#### Given passage ####

# Feeding freshwater angelfish juvys(dime size)



## Captain Jim (Apr 16, 2012)

Just got some dime size angelfish to see if I can get a pair. All seem healthy and happy.. there's 12 of them. Most seemfine with crushed up flake I'm giving them. I have some "growth food" and higher grade flake coming probably tomorrow. I do not have any luck hatching brine shrimp so far..is it worth getting frozen brine shrimp? Any suggestions for keeping these fish strong? Thanks, Captain Jim :?


----------



## SolarShiva (Apr 7, 2010)

When I was breeding bettas I used frozen live food, which included brine shrimp, blood worms and I think mosquito larva. I currently have baby angels and feed them frozen baby brine shrimp as well as live and powdered food. The size of fish you have would probably need adult brine shrimp, not baby. I would say go with the frozen, just make sure its thawed completely before feeding ;-) But if you do get a pair, I'd suggest buying the pre-mixed brine shrimp hatching kit. That's a lot easier than trying to combine the salt and eggs and hatch them.


----------



## Captain Jim (Apr 16, 2012)

####

- Problems to work on -
**a)** According to the angelfish feeding thread, how many dime-size angelfish did Captain Jim get?
**b)** In the angelfish feeding thread, why does SolarShiva recommend the pre-mixed brine shrimp hatching kit if Captain Jim gets a pair?
**c)** Carry the angelfish feeding thread forward from its final line.

#### Extracted information ####

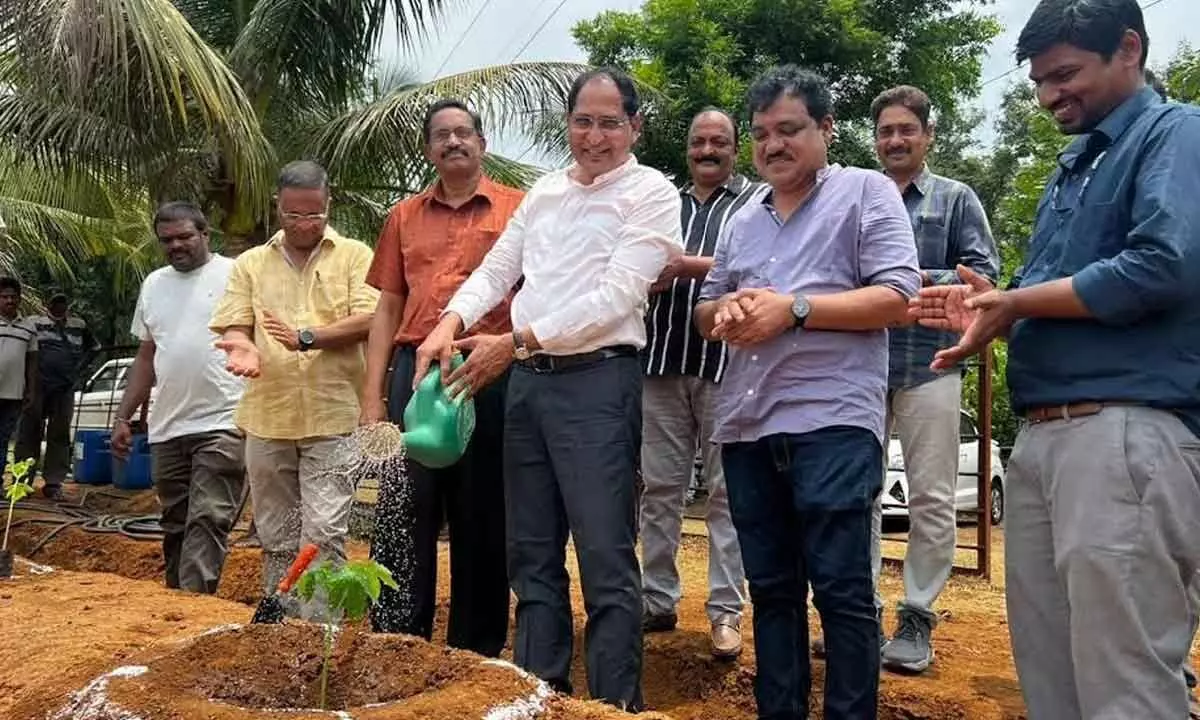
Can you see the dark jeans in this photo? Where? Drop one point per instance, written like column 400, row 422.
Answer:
column 199, row 480
column 802, row 507
column 570, row 451
column 472, row 495
column 10, row 413
column 48, row 417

####

- Results -
**a)** He got 12 of them.

**b)** SolarShiva recommends it because the pre-mixed kit is much easier than combining the salt and eggs yourself and hatching them.

**c)**
When I was in high school, I had bettas and kribensis... I had no trouble whatsoever hatching brine shrimp- actually I enjoyed letting some of them grow up and start carrying eggs in their little pods and swimming around. Now, every time I get a hatch, they die the same day. Either I'm aeriating too hard or it"s getting too hot or my water is too hard or I dunno. Makes ya feel incompetent. But thank you for your brine shrimp intelligence. I just got some food over internet.. growth food,some flake, small cichlid sinkers- haven't even looked at it yet, but when the sun comes up, I'm off for shrimps. What color are your angels? I have gold veils. Considering looking for a couple blacks to possibly mix. Peace.. Jim


----------



## SolarShiva (Apr 7, 2010)

I too had no problem hatching brine sshrimp when I first started, then they wouldn't hatch, I tried the pre-mixed and they hatched without a problem.

The fry I currently have are a half smokey mixed with I'm not sure what dad would be considered. I think he could be a half smokey, but he's not basically half black like mom. He has a big black patch on his back half, the rest of his body is silver with a blueish tint.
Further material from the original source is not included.